--- Study text ---
Subject: Re: did safrole cause cancer ?
From: email@example.com (Steve Dyer)
Date: Tue, 06 Jul 1999 04:31:50 GMT
In article <37815FAE.E62A7573@worldnet.att.net>,
Eric Lucas <firstname.lastname@example.org> wrote:
>> Safrole is harmless to people at any rational dosage, acute and
>> chronic. So was chloroform used as anesthesia
>People frequently died by aspirating their own vomit under chloroform,
>if applied carelessly. Harmless at acute dosage? I think not.
Chloroform was obsolete and had been abandoned as an anesthetic
(except perhaps in veterinary vivisection) decades before the
FDA removed it from the market The risk of aspiration of vomitus is
a characteristic of most anesthetics; that was not in itself a reason
to withdraw it from the market. However, it wasn't "harmless to people"
when used as an anesthetic -- it could produce cardiac arrhythmias and
cardiac arrest during anesthesia, and like carbon tetrachloride
(a related "harmless" substance formerly used as a cleaning solvent),
it was hepatotoxic, causing varying degrees of liver damage, from
elevated liver enzymes to hepatitis to outright liver failure
which only became evident days after the anesthesia was administered.
--- Data provided ---
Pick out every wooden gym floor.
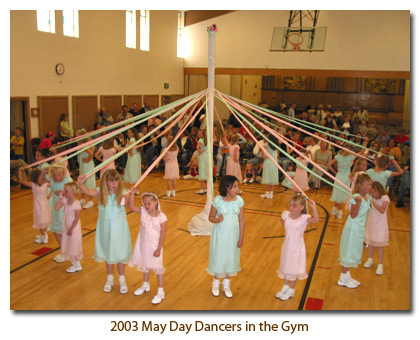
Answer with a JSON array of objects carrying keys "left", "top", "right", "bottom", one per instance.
[{"left": 10, "top": 172, "right": 411, "bottom": 310}]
---
## Prompt 1
In the chloroform post, which substance formerly used as a cleaning solvent is described as related to chloroform?
## Prompt 2
Continue the chloroform post, starting after its last sentence.

## Written reply 1
Carbon tetrachloride.

## Written reply 2
The biggest impact on medicine from its removal from the market
came from the need to reformulate hundreds of Rx and OTC nostrums
that used minute amounts of chloroform as a flavoring agent.
A small amount was often added to cough syrups (e.g., Vicks'
Formula 44), lozenges (Parke Davis Throat Lozenges), toothpastes
(Ultra Brite), since the substance added a pungent "medicinal"
menthol-like cool burn that added to the placebo effect, if
nothing else. Whether this particular use of the drug was a
real public health risk is arguable, I suppose, and ties into
a discussion of the dangers of trihalomethanes in the environment.